What to produce: Repeat every line of the material, character for character.

Dataset content:
.....
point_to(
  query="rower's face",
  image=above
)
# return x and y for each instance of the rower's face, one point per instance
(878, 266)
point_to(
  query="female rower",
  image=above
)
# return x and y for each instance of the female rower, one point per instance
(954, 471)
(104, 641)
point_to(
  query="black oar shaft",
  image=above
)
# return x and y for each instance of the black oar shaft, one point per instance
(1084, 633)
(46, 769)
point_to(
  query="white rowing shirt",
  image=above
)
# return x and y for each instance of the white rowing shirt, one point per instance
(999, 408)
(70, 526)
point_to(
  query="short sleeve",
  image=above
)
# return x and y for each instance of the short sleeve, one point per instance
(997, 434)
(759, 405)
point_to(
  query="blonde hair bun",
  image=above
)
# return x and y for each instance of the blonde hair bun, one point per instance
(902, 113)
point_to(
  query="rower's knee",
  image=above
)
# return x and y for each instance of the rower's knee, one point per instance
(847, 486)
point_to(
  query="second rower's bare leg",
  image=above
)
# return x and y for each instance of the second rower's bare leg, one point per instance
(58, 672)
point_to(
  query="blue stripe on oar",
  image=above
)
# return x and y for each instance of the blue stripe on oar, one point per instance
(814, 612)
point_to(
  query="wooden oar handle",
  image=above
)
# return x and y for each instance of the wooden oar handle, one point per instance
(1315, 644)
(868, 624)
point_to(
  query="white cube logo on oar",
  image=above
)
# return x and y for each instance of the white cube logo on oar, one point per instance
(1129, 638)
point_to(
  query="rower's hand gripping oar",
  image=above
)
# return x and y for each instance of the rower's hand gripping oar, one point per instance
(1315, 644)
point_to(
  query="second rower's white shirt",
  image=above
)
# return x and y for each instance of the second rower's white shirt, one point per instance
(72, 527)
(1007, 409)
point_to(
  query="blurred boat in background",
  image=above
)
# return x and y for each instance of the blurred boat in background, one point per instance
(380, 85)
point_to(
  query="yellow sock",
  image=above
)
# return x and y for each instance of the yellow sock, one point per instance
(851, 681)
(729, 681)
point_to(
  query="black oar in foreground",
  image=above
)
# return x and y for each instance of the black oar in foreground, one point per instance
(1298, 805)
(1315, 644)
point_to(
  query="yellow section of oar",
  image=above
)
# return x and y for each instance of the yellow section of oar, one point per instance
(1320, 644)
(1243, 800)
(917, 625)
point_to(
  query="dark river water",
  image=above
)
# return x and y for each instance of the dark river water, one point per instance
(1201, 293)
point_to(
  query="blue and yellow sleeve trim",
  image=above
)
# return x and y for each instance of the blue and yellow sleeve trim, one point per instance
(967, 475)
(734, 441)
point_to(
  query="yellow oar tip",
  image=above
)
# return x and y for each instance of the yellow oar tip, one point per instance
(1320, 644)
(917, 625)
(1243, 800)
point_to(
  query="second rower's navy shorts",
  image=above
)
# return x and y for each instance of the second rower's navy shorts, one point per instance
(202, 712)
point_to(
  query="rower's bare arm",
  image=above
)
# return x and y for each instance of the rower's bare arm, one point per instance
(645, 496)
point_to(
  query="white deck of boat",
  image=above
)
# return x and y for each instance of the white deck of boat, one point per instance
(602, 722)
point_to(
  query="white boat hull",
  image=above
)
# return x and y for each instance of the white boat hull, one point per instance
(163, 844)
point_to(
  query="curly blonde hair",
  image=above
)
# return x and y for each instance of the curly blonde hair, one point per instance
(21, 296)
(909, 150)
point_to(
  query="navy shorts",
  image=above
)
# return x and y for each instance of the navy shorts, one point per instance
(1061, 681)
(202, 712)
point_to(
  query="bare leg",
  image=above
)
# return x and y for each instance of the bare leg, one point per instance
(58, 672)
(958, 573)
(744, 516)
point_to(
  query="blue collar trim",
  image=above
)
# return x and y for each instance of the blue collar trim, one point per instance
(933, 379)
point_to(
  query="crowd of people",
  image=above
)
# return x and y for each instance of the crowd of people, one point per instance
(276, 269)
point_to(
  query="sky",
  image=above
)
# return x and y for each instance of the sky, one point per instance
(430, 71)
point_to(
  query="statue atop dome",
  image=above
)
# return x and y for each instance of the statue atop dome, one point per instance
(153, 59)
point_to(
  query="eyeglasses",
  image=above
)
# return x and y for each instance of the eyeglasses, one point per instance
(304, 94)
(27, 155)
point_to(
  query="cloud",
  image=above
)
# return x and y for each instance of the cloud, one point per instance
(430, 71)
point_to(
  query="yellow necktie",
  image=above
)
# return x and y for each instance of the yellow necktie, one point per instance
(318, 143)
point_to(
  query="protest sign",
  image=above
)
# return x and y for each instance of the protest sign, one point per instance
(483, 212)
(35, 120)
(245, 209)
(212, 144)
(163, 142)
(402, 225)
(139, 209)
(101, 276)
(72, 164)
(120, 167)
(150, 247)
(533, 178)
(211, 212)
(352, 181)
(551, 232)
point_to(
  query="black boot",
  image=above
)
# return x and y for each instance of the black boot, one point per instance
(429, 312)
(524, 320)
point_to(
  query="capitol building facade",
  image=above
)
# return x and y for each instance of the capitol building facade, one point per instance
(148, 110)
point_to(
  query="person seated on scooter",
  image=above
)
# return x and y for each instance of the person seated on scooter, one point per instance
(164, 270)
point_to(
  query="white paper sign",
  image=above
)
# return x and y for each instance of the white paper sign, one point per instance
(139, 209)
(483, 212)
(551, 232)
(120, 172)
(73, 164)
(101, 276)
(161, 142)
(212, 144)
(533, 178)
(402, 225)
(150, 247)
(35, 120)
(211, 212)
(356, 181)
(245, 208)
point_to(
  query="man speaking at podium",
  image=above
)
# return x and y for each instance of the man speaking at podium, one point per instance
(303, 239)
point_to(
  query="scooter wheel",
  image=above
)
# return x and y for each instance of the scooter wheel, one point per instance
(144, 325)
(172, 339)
.....
Reply to the task:
point_to(
  query="rower's face",
  image=above
)
# return x and y for each instance of the rower's face, one point per instance
(878, 266)
point_to(
  query="female rower",
  image=above
)
# return x and y for each instance of the female rower, one point per instance
(954, 471)
(104, 641)
point_to(
  query="black oar shaft",
  image=above
)
# return x and y for each instance of the black oar shaft, one point per instance
(1084, 633)
(46, 769)
point_to(
  query="white rowing shirt",
  image=above
)
# return x and y for each instance of the white rowing shirt, one point per instance
(999, 408)
(70, 526)
point_to(
  query="short sleeve",
  image=above
)
# return x and y for each instance of the short sleeve, one point per instance
(997, 434)
(759, 405)
point_to(
  query="blonde hair bun",
  image=above
)
# return x and y for each instance of the blonde hair bun, one point per instance
(902, 113)
point_to(
  query="rower's knee",
  image=above
)
# return x and y for each instance of the rower's knee, one point per instance
(847, 486)
point_to(
  query="second rower's bare leg",
  image=above
)
# return x and y for each instance of the second rower's bare leg, one point per instance
(58, 672)
point_to(
  query="blue stripe on oar",
  image=above
)
# return x and y for each instance of the blue stripe on oar, one point per instance
(814, 612)
point_to(
  query="wooden oar handle",
  image=above
)
# return x and y for each instance of the wooden oar handle, one point per instance
(1315, 644)
(868, 624)
point_to(
  query="white cube logo on oar",
  image=above
)
# return x and y for each instance of the white cube logo on oar, one point per instance
(1129, 638)
point_to(
  query="rower's hand gripping oar",
  image=above
)
# return x and y for each instance of the rower's hand gripping oar, one point per instance
(1315, 644)
point_to(
  query="second rower's white shirt",
  image=above
)
# return x and y for each instance of the second rower's white shirt, one point per instance
(72, 527)
(1007, 409)
point_to(
  query="blurred boat in background",
  image=above
)
# return x and y for each instance of the blurred boat in background, one point per instance
(380, 85)
point_to(
  query="yellow sock",
  image=above
)
# return x and y for each instance of the yellow sock, one point per instance
(851, 681)
(729, 681)
point_to(
  query="black oar in foreground",
  image=above
)
# return x and y for each instance of the black oar in foreground, one point per instance
(1298, 805)
(1315, 644)
point_to(
  query="yellow section of oar",
  image=above
)
# return x and y for each instance of the yellow section of oar, one point per instance
(1320, 644)
(1243, 800)
(917, 625)
point_to(
  query="dark river water",
  image=above
)
# return x and y for each instance of the dark river water, one point per instance
(1201, 293)
point_to(
  query="blue and yellow sleeve trim",
  image=above
)
# return x and y for each instance of the blue and yellow sleeve trim, one point per instance
(967, 475)
(734, 441)
point_to(
  query="yellow oar tip",
  image=above
)
# return x and y for each instance of the yellow oar tip, one point per instance
(1320, 644)
(917, 625)
(1243, 800)
point_to(
  query="second rower's navy shorts",
  image=above
)
# return x and y for each instance of the second rower's navy shorts, one point per instance
(202, 712)
point_to(
  query="rower's bare arm",
  image=above
)
# return x and y for each instance of the rower's bare arm, one point per instance
(645, 496)
point_to(
  query="white deck of boat",
  image=above
)
# return x and y for each instance of the white deck of boat, one point per instance
(602, 722)
point_to(
  query="white boat hull",
  image=above
)
# return x and y for each instance of the white boat hull, one point per instance
(163, 844)
point_to(
  query="curly blonde hair",
  image=above
)
# return x and y for each instance of the curly blonde hair, one point per instance
(21, 296)
(909, 150)
point_to(
  query="navy shorts",
  image=above
)
# return x and y for each instance of the navy shorts, one point per instance
(1061, 681)
(202, 712)
point_to(
  query="bare leg",
  image=above
)
# return x and y for each instance of the bare leg, one point per instance
(58, 672)
(958, 573)
(744, 516)
point_to(
  query="blue collar trim",
  image=above
)
# return x and y for each instance of the blue collar trim, one point per instance
(933, 379)
point_to(
  query="crowd of people",
  image=above
)
# return x and y for each instance of the crowd of people, one point per instance
(276, 269)
point_to(
  query="sky",
  image=above
)
# return x and y for each instance of the sky, one point per instance
(430, 71)
point_to(
  query="statue atop dome",
  image=above
)
# return x and y for each instance of the statue atop dome, one point per instance
(153, 59)
point_to(
  query="eyeglasses",
  image=above
)
# return x and y for each instance of the eyeglasses, one point per instance
(304, 94)
(27, 155)
point_to(
  query="cloud",
  image=above
)
# return x and y for each instance of the cloud, one point per instance
(430, 71)
point_to(
  query="yellow necktie",
  image=above
)
# return x and y for each instance of the yellow necktie, one point per instance
(318, 143)
point_to(
  query="protest sign",
  image=above
)
# return x and y for each instance of the protest sign, one point per instance
(483, 212)
(35, 120)
(245, 209)
(212, 144)
(163, 142)
(402, 225)
(139, 209)
(101, 276)
(72, 164)
(120, 167)
(150, 247)
(533, 178)
(211, 212)
(352, 181)
(551, 232)
point_to(
  query="black boot",
  image=above
)
# return x and y for each instance of the black boot, one point per instance
(429, 312)
(524, 320)
point_to(
  query="capitol building facade",
  image=above
)
# return x and y for each instance of the capitol building facade, one point per instance
(148, 110)
point_to(
  query="person seated on scooter",
  image=above
)
# return x and y for each instance of the person seated on scooter, one point per instance
(164, 270)
point_to(
  query="white paper sign",
  image=above
)
# return x and y for each instance of the white paper sign, one point per instance
(139, 209)
(483, 212)
(551, 232)
(120, 172)
(73, 164)
(101, 276)
(161, 142)
(212, 144)
(533, 178)
(402, 225)
(150, 247)
(35, 120)
(211, 212)
(356, 181)
(245, 208)
point_to(
  query="man speaking at podium",
  image=above
)
# return x and y for each instance of the man speaking at podium, one point per instance
(303, 239)
point_to(
  query="scooter wheel",
  image=above
)
# return x and y for each instance of the scooter wheel, one point per instance
(144, 325)
(172, 339)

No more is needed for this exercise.